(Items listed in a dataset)
|---|

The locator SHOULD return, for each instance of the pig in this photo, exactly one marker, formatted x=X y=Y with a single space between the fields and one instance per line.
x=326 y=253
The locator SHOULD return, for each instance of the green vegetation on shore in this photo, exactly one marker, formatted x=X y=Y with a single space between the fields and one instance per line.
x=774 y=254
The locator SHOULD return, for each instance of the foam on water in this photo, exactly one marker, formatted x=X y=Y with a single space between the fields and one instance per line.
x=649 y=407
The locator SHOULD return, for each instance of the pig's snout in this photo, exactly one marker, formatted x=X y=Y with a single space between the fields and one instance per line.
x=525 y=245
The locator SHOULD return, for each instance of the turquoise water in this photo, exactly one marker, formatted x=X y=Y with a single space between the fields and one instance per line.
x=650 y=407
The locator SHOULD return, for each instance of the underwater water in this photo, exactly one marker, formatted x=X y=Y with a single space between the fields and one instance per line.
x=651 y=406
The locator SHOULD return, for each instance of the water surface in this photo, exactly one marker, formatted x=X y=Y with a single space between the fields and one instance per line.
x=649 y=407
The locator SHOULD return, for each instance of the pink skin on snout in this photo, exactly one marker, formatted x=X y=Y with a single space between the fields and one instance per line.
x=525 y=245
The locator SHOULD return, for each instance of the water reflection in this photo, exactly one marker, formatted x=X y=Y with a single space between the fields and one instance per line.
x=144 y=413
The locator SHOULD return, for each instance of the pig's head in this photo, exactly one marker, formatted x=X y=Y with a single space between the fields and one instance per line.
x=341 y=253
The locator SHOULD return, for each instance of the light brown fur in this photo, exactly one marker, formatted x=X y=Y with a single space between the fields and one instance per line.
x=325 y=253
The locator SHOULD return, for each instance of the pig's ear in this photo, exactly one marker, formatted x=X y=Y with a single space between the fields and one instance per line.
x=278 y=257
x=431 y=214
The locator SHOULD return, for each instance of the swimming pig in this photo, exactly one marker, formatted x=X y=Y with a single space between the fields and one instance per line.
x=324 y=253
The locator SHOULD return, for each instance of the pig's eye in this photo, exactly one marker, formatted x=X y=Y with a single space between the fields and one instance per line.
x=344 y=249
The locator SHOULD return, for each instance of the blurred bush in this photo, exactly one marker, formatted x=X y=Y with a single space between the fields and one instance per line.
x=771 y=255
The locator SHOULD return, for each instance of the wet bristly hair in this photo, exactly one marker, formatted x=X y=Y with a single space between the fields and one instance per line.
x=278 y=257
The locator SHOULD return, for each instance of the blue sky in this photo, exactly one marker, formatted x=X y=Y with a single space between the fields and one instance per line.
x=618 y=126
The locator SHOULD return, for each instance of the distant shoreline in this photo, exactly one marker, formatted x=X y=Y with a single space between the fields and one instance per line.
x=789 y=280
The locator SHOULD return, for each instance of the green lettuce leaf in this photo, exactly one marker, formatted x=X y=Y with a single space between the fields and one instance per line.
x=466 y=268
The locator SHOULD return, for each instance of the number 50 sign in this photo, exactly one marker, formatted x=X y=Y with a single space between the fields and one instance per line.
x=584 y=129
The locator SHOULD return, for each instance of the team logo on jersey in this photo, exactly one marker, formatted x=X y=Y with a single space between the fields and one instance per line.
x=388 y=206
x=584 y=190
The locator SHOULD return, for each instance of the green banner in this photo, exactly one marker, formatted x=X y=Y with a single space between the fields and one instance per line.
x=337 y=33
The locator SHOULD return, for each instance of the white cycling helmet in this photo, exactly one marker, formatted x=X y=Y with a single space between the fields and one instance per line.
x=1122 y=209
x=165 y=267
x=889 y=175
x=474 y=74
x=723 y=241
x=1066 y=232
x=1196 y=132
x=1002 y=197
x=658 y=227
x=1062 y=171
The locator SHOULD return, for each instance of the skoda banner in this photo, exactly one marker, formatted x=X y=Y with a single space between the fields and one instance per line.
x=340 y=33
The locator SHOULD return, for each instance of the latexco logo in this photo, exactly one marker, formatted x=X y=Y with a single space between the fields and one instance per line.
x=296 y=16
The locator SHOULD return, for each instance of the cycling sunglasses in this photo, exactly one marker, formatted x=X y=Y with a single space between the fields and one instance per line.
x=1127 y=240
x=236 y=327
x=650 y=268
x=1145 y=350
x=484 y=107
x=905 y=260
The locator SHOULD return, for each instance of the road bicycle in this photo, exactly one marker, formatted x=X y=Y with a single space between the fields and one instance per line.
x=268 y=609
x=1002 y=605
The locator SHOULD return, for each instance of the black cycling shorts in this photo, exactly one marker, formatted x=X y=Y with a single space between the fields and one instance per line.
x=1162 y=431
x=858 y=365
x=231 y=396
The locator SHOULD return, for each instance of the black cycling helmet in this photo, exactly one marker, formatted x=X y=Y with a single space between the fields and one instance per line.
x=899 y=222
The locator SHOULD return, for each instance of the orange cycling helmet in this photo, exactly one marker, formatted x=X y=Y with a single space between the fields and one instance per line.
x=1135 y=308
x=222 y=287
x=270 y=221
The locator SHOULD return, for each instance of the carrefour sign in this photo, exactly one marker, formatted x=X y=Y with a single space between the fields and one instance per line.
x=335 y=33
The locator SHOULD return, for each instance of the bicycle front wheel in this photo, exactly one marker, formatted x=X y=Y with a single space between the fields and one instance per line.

|---|

DESCRIPTION OF THE TASK. Give the records again, unchanged and complete.

WORKED SOLUTION.
The locator SHOULD return, for each instance of the pig in this photo, exactly one marker, formatted x=X y=Y with a single space between the fields and one instance per line.
x=326 y=253
The locator SHOULD return, for each instance of the green vegetation on shore in this photo, exactly one marker, formatted x=X y=Y with a single space between the fields and one instance per line.
x=774 y=254
The locator SHOULD return, for each instance of the foam on water in this photo, exactly one marker, formatted x=X y=Y with a single space between the fields and one instance per line.
x=649 y=407
The locator SHOULD return, for each instance of the pig's snout in this photo, exactly one marker, formatted x=X y=Y with a single space between the fields and one instance per line.
x=525 y=245
The locator SHOULD return, for each instance of the turquoise water in this photo, exactly one marker, formatted x=X y=Y with a single space between the fields and one instance per line.
x=650 y=407
The locator SHOULD return, for each instance of the underwater water in this photo, exactly one marker, formatted x=X y=Y with a single space between the fields and one instance per line.
x=651 y=406
The locator SHOULD return, for each instance of the water surface in this photo, exactly one marker, formatted x=X y=Y with a single space between the fields and one instance per line.
x=649 y=407
The locator SHOULD return, for each instance of the pink skin on snout in this photo, exactly one marker, formatted x=X y=Y with a single space between the fields and one instance per line.
x=525 y=245
The locator SHOULD return, for each instance of the water reflection in this photo, exactly one marker, formatted x=X y=Y with a single space between the fields and one instance per line.
x=144 y=413
The locator SHOULD return, for each instance of the pig's head in this photo, exactly one marker, formatted x=X y=Y with a single space between the fields and one instance per line.
x=341 y=253
The locator SHOULD return, for each instance of the light brown fur in this photo, exactly one marker, formatted x=X y=Y with a single space between the fields and one instance per line.
x=325 y=253
The locator SHOULD return, for each instance of the pig's ear in this photo, exactly one marker, formatted x=X y=Y with a single space between the fields and one instance per line.
x=278 y=257
x=431 y=214
The locator SHOULD return, for each instance of the swimming pig in this photo, exactly one marker, formatted x=X y=Y with a single space between the fields and one instance per line.
x=324 y=253
The locator SHOULD return, for each instance of the pig's eye in this photo, exactly one marker, formatted x=X y=Y with a single space between the fields and one instance per line.
x=344 y=249
The locator SHOULD return, for each instance of the blurred bush in this photo, exactly one marker, formatted x=X y=Y with a single space between the fields and one instance per line.
x=771 y=255
The locator SHOULD return, for each instance of the wet bristly hair in this photo, exactly one marker, formatted x=X y=Y with a single space between the fields and one instance per line.
x=278 y=257
The locator SHOULD return, for each instance of the blue sky in this photo, exactly one marker, formatted x=X y=Y with a single space between the fields and one instance per line.
x=618 y=126
The locator SHOULD return, for each instance of the distant shoreline in this photo, exactly one marker, formatted x=X y=Y with a single space between the fields and one instance per line.
x=789 y=280
The locator SHOULD return, for each instance of the green lettuce leaf in this photo, exactly one marker, formatted x=X y=Y with a single space between the fields and one instance per line.
x=466 y=268
The locator SHOULD return, for each instance of the number 50 sign in this photo, exactly one marker, formatted x=X y=Y with a single space between the fields and one instance per line.
x=584 y=129
The locator SHOULD return, for each instance of the team logo on jersey in this photo, exactly one marker, formatted x=X y=Y with a single space between the fields and one instance per line.
x=388 y=206
x=584 y=190
The locator SHOULD return, for each instance of the green banner in this photo, exactly one marker, formatted x=X y=Y with a single space between the fields and one instance per line.
x=337 y=33
The locator SHOULD return, for each instance of the white cycling helmet in this photo, exactly one marker, formatted x=X y=Y with a single space between the fields and one instance per line.
x=1122 y=209
x=165 y=267
x=889 y=175
x=474 y=74
x=723 y=241
x=1066 y=232
x=1196 y=132
x=1002 y=197
x=658 y=227
x=1062 y=171
The locator SHOULD return, for each instance of the skoda banner in this photo, exactly one marker, formatted x=X y=Y with a single space between the fields and one instance per line.
x=340 y=33
The locator SHOULD return, for each instance of the latexco logo in this photo, exactly one marker, formatted x=X y=Y with a single space between the fields and one instance per line.
x=296 y=16
The locator SHOULD return, for each instance of the cycling sunglasses in this photo, exactly one marker, formatted x=X y=Y with a single space between the fields and one instance per line.
x=1127 y=240
x=236 y=327
x=650 y=268
x=1145 y=350
x=484 y=107
x=905 y=260
The locator SHOULD return, for each instance of the road bicycle in this photo, exactly one marker, formatted x=X y=Y with a single space between the fields and one instance per line.
x=268 y=609
x=1002 y=605
The locator SHOULD return, for each instance of the black cycling shorts in this photo, exactly one marker, formatted x=X y=Y with a single space between the fields and one instance per line.
x=1162 y=431
x=858 y=365
x=231 y=396
The locator SHOULD return, for each instance of the black cycling helmet in this photo, exactly one marker, formatted x=X y=Y with a single space between the fields and one instance per line.
x=899 y=222
The locator SHOULD return, for each instance of the orange cycling helmet in this photo, exactly one marker, formatted x=X y=Y with a single space between the fields and one instance per line.
x=1135 y=308
x=222 y=287
x=270 y=221
The locator SHOULD return, for each instance of the carrefour sign in this photo, exactly one marker, formatted x=X y=Y with a single space between the fields and one instance per line.
x=335 y=33
The locator SHOULD return, for each instance of the bicycle front wheel in this photo, exactly one marker, formatted x=X y=Y with a single space between the fields and one instance per line.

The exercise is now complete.